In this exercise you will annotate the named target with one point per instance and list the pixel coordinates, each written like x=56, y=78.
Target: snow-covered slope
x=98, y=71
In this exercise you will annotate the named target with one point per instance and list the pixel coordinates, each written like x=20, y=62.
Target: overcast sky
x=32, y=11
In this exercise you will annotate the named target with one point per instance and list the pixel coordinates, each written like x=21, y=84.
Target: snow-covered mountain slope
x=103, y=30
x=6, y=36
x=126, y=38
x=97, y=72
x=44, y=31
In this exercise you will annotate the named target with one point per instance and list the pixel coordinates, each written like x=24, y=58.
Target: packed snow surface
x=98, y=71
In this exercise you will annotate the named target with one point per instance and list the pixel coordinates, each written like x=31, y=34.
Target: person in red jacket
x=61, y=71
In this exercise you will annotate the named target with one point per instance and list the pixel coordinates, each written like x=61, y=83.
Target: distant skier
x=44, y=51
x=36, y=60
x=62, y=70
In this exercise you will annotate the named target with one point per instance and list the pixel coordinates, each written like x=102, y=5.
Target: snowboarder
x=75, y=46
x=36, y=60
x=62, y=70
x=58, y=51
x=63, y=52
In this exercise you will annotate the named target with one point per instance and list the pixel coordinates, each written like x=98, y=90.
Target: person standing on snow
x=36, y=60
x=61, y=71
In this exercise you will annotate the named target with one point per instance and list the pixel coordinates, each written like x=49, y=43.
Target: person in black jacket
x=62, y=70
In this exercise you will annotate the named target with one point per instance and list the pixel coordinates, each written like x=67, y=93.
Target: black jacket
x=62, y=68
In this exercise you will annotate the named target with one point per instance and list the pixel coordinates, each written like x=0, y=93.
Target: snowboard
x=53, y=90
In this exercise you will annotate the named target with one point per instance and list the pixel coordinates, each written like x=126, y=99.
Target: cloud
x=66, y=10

Stated goal: Retype all of the data above word for word, keeping every line in its original order.

Reply to the exercise:
In this exercise you will annotate the named target with one point per instance and list the pixel coordinates, each written like x=56, y=78.
Target: snow-covered slope
x=98, y=71
In this exercise you will annotate the named target with one point per instance and list the pixel coordinates, each written like x=20, y=62.
Target: overcast sky
x=32, y=11
In this exercise you will annotate the named target with one point per instance and list the pixel coordinates, each written like x=21, y=84.
Target: snow-covered mountain slope
x=103, y=30
x=6, y=36
x=126, y=38
x=97, y=72
x=44, y=31
In this exercise you will annotate the named target with one point per instance and list the pixel coordinates, each written like x=24, y=58.
Target: packed snow surface
x=98, y=71
In this exercise you will annotate the named target with one point per instance and list the pixel coordinates, each written like x=31, y=34.
Target: person in red jacket
x=61, y=71
In this exercise you will annotate the named target with one point per instance and list the pixel coordinates, each written like x=61, y=83.
Target: distant skier
x=44, y=51
x=36, y=60
x=62, y=70
In this exercise you will annotate the named target with one point per instance and list the pixel coordinates, each written like x=102, y=5.
Target: snowboarder
x=75, y=46
x=36, y=60
x=62, y=70
x=58, y=51
x=63, y=52
In this exercise you will annotate the named target with one point per instance and list the pixel coordinates, each written like x=98, y=90.
Target: person standing on snow
x=36, y=60
x=61, y=71
In this exercise you will annotate the named target with one point per instance and list the pixel coordinates, each written like x=49, y=43.
Target: person in black jacket
x=62, y=70
In this exercise you will annotate the named target with one point per instance and list the pixel coordinates, each written like x=67, y=93.
Target: black jacket
x=62, y=68
In this exercise you will annotate the named target with one point per instance and list the pixel coordinates, each written like x=0, y=93.
Target: snowboard
x=53, y=90
In this exercise you will annotate the named target with one point per instance and list the pixel coordinates, each written like x=126, y=99.
Target: cloud
x=66, y=10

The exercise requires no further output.